» Pointing and labeling entries:
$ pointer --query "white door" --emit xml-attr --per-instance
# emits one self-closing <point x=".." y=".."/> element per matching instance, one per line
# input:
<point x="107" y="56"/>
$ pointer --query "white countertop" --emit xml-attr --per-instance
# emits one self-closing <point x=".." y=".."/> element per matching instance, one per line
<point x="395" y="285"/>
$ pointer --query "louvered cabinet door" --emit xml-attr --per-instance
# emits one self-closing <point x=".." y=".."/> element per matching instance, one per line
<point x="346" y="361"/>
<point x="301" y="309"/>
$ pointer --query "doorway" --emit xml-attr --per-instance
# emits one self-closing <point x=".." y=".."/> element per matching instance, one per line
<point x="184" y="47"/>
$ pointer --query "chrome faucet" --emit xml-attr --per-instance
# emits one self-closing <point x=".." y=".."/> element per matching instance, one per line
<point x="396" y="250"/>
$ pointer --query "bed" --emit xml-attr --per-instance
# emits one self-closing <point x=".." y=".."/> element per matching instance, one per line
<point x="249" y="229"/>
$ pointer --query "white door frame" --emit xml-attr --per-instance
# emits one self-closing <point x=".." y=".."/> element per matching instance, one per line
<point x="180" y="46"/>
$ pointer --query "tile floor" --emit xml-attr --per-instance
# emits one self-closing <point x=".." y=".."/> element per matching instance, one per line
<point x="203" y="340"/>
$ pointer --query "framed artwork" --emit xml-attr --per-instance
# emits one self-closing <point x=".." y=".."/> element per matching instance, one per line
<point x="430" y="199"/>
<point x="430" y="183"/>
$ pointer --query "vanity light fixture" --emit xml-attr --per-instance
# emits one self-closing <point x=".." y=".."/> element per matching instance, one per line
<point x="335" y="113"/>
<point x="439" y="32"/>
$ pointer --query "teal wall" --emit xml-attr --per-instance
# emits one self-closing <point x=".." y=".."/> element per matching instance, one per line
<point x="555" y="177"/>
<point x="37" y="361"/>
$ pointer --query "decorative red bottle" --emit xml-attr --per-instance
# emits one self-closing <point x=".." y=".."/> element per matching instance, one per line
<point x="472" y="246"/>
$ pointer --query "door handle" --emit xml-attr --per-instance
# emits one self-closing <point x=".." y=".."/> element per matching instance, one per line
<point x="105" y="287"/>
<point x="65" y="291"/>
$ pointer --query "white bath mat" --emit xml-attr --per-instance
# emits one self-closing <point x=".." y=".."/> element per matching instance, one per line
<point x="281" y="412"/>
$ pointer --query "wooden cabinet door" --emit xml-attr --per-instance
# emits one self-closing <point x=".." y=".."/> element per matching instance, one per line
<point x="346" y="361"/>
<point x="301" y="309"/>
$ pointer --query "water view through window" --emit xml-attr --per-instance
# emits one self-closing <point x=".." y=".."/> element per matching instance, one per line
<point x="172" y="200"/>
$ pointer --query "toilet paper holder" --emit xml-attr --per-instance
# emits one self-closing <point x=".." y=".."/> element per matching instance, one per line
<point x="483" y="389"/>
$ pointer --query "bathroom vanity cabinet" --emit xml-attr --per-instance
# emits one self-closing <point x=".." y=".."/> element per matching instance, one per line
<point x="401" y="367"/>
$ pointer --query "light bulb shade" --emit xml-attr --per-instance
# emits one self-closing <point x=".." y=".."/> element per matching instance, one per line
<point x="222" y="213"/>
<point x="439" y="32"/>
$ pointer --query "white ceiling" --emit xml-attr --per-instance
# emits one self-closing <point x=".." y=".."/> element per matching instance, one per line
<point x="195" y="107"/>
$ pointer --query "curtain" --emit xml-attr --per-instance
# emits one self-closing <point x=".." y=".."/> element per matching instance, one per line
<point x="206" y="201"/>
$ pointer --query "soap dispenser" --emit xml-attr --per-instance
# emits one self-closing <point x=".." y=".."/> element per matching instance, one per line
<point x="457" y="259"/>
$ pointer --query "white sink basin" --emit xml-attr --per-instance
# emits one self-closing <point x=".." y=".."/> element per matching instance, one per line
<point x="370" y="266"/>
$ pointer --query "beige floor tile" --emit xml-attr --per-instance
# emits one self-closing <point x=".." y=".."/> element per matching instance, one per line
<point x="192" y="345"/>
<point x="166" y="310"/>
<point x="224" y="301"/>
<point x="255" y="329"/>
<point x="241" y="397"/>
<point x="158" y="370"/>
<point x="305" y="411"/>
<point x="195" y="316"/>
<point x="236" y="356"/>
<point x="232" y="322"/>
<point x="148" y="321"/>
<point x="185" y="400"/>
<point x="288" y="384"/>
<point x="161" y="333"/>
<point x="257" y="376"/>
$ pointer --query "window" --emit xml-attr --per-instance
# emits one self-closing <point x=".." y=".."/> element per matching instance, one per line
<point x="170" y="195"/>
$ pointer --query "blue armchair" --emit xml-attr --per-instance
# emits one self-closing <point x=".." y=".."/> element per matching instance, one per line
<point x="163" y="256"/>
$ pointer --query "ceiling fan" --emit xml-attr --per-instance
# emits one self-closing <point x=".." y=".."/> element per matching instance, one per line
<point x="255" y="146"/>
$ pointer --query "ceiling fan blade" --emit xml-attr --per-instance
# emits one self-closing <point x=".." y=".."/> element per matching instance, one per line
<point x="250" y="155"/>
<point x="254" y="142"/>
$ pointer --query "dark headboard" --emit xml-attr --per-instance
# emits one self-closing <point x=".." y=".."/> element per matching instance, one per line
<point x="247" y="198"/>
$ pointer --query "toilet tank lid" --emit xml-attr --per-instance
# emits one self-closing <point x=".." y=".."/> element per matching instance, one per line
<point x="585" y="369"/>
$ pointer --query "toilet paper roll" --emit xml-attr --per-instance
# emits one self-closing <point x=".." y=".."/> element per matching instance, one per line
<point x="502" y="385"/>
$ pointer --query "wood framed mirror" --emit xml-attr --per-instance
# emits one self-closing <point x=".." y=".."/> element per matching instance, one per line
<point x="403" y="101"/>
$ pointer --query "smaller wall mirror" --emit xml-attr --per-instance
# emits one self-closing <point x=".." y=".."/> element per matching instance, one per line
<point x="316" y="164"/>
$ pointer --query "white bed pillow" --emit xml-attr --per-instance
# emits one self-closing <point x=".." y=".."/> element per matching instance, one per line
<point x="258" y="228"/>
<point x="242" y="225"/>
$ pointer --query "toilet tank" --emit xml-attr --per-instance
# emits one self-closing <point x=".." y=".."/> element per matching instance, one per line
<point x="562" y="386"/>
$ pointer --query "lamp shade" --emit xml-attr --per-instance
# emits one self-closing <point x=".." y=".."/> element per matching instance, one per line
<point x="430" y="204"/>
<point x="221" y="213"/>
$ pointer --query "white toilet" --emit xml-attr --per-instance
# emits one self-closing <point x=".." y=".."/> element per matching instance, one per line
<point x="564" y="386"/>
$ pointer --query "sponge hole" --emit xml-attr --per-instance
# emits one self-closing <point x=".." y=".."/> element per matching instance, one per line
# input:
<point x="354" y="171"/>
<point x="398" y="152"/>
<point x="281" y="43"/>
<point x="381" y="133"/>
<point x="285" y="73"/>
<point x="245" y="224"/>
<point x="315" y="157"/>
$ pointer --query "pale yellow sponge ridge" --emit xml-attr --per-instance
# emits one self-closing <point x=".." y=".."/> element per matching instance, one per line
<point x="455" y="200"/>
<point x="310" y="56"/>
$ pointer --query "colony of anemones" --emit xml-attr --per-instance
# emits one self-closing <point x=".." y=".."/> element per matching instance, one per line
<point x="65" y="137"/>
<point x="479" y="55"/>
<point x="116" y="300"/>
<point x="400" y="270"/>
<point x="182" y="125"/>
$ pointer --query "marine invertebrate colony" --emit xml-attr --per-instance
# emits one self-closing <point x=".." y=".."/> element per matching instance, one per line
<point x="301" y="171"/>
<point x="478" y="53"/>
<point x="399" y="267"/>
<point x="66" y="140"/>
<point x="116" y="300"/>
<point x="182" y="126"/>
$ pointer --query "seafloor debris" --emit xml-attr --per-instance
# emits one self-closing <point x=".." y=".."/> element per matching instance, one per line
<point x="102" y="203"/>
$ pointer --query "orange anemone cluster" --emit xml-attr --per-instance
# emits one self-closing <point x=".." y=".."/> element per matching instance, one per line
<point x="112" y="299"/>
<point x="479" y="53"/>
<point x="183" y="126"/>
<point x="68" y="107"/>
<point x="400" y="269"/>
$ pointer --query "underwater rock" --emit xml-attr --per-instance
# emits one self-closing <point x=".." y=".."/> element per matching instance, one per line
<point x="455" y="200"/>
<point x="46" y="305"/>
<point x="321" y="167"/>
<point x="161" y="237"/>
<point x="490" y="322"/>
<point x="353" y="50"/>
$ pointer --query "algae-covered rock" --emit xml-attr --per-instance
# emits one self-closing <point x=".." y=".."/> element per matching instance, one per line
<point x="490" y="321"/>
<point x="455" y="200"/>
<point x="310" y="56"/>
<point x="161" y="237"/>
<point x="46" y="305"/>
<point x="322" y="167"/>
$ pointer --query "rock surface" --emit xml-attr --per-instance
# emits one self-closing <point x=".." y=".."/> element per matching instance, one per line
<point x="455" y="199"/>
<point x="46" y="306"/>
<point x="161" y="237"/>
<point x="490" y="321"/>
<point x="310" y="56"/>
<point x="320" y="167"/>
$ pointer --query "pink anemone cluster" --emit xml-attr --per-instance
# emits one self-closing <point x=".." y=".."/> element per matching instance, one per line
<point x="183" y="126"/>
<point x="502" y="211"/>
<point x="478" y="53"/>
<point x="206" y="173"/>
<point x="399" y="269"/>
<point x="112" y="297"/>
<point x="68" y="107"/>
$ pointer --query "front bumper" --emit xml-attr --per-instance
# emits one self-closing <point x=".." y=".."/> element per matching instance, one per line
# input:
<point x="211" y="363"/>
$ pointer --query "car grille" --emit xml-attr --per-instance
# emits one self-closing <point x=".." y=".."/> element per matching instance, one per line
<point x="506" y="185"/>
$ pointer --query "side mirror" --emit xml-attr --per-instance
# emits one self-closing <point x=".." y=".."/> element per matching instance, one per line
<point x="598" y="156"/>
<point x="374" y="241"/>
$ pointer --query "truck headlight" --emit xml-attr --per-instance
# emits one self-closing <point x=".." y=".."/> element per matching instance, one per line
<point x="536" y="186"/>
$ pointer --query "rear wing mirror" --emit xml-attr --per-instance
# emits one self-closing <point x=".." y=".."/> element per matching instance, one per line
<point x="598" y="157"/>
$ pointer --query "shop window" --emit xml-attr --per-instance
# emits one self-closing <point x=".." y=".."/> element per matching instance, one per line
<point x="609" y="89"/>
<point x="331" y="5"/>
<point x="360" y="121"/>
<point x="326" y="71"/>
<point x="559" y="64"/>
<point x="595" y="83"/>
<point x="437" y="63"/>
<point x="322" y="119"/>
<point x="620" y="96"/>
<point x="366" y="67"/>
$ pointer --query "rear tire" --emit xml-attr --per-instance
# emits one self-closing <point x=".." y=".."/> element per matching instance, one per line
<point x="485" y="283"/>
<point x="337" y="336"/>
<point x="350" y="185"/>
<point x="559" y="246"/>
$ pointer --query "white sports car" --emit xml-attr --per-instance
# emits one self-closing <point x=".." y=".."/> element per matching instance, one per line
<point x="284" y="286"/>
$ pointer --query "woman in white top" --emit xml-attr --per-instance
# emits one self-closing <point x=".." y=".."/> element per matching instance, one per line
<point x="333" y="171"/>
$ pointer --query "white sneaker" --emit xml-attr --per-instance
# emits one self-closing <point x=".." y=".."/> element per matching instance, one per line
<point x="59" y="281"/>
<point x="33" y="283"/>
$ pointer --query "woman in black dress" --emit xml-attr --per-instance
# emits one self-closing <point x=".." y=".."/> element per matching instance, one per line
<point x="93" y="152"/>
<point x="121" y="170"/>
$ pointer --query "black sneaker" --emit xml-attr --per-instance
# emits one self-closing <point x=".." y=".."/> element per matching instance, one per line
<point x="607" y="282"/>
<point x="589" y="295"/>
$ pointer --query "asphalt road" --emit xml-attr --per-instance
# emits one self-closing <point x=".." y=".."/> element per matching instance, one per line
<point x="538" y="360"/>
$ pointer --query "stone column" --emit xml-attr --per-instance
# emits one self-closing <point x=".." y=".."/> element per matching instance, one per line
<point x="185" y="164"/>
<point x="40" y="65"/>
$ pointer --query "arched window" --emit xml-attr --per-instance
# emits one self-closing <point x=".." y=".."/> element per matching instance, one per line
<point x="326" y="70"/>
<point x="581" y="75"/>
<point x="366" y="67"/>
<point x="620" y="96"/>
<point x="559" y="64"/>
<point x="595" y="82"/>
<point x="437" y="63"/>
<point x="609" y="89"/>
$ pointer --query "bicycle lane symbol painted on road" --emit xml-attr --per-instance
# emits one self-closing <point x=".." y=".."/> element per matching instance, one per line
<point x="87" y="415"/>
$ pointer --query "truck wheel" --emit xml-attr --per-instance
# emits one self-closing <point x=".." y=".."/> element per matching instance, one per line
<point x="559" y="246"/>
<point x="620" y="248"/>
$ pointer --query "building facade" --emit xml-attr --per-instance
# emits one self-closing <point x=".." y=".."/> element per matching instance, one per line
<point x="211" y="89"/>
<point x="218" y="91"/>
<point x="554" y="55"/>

» What the exercise asks: Find the line containing "lane symbol painted", then output it and every line after it to the end of the data, exactly.

» Solution for this exercise:
$ pointer --query "bicycle lane symbol painted on road" --emit xml-attr --per-instance
# emits one self-closing <point x=".." y=".."/> element per matching instance, one per line
<point x="87" y="415"/>
$ pointer --query "truck wheel" --emit xml-attr --per-instance
# emits one self-closing <point x=".." y=".."/> element per matching instance, one per line
<point x="559" y="246"/>
<point x="620" y="248"/>
$ pointer --query "building facade" --emit xml-attr --per-instance
# emits one self-closing <point x=".." y=".."/> element per matching instance, one per line
<point x="211" y="89"/>
<point x="218" y="91"/>
<point x="554" y="55"/>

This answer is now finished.